§ Exercise instructions
Copy all of the data below line for line, leaving out the pictures.

[BEGIN]

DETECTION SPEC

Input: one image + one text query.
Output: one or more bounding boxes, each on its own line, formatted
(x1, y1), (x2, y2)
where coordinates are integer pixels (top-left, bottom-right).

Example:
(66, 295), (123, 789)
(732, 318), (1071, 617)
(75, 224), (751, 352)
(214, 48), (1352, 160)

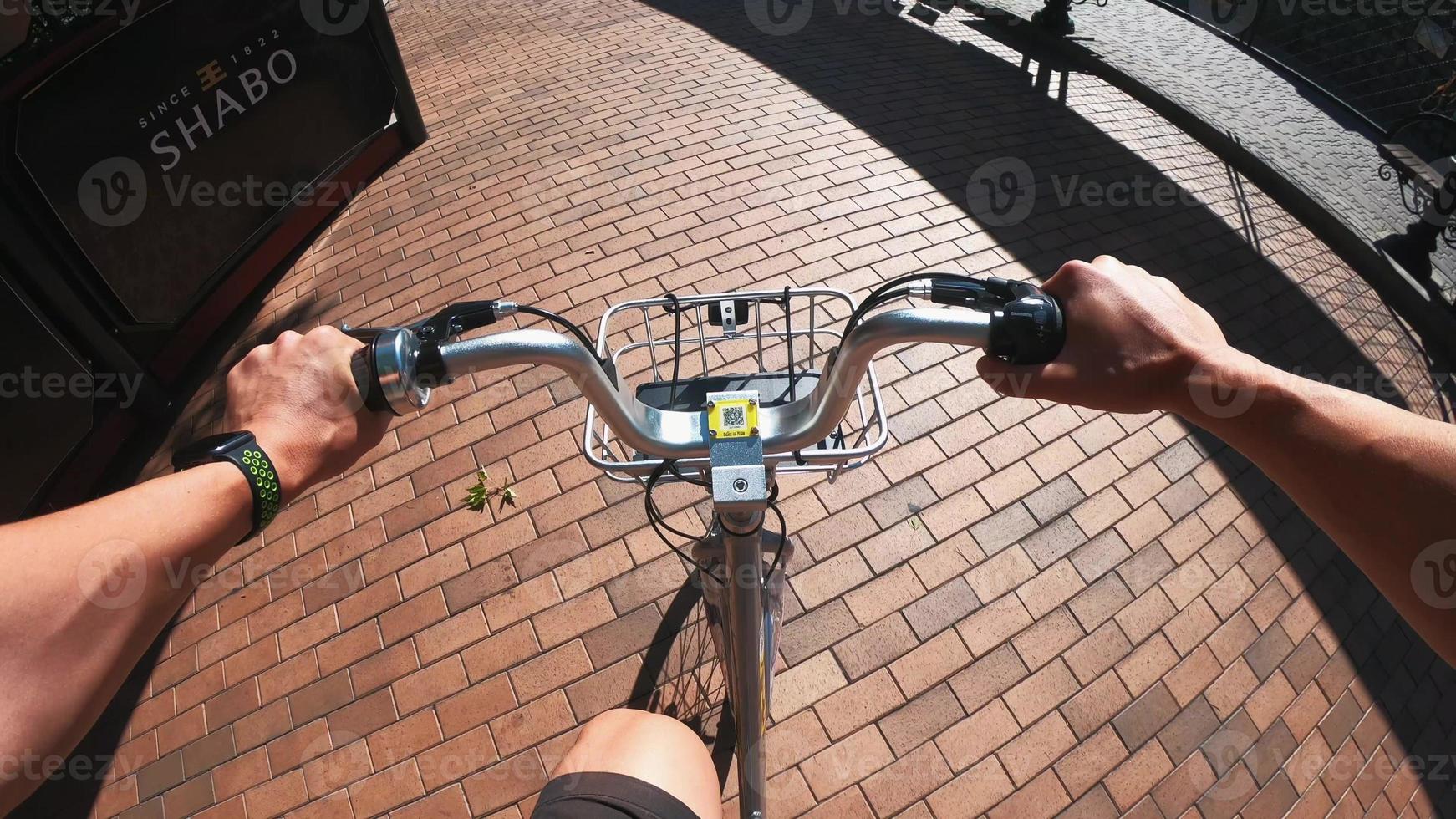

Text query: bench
(1376, 112), (1456, 247)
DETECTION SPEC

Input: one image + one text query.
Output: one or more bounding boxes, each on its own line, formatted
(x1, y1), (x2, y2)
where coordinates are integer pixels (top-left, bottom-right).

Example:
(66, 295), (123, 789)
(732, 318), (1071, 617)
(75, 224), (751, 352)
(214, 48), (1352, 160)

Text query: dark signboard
(16, 0), (398, 323)
(0, 0), (425, 523)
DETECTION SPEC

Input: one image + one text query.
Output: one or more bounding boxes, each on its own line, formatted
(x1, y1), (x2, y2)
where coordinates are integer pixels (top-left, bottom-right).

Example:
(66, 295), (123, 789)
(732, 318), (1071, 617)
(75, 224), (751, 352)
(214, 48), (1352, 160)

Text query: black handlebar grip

[END]

§ Solution to the exercise
DETECTION SPEC

Input: one image + one text query.
Output: one or more bounding boxes, each on its own line, formatted
(x1, y1), (x2, y2)
where coordinates are integer pixels (top-left, bottom-right).

Example:
(66, 295), (123, 789)
(732, 318), (1071, 617)
(75, 224), (751, 352)
(214, 48), (1352, 160)


Text query: bench
(1376, 112), (1456, 247)
DETECTION SPEC

Input: one image + one text query.
Output: one or more bounding boxes, each on its own line, formatted
(x1, y1), (x2, y2)
where coordinates are integer pixels (top-left, bottom-right).

Example:
(66, 295), (123, 789)
(732, 318), (1071, 617)
(75, 224), (751, 352)
(214, 48), (1352, 160)

Text query: dark signboard
(16, 0), (398, 323)
(0, 0), (425, 523)
DETECTION SPEC

Input: one image + one text query.
Output: one or more bounding boxes, each on its own line, formatted
(x1, y1), (x2, y2)
where coordinates are integer pixels (top-left, bottom-right).

Example:
(66, 295), (123, 789)
(732, 318), (1071, 617)
(75, 224), (751, 352)
(214, 48), (1352, 160)

Text query: black handlebar grip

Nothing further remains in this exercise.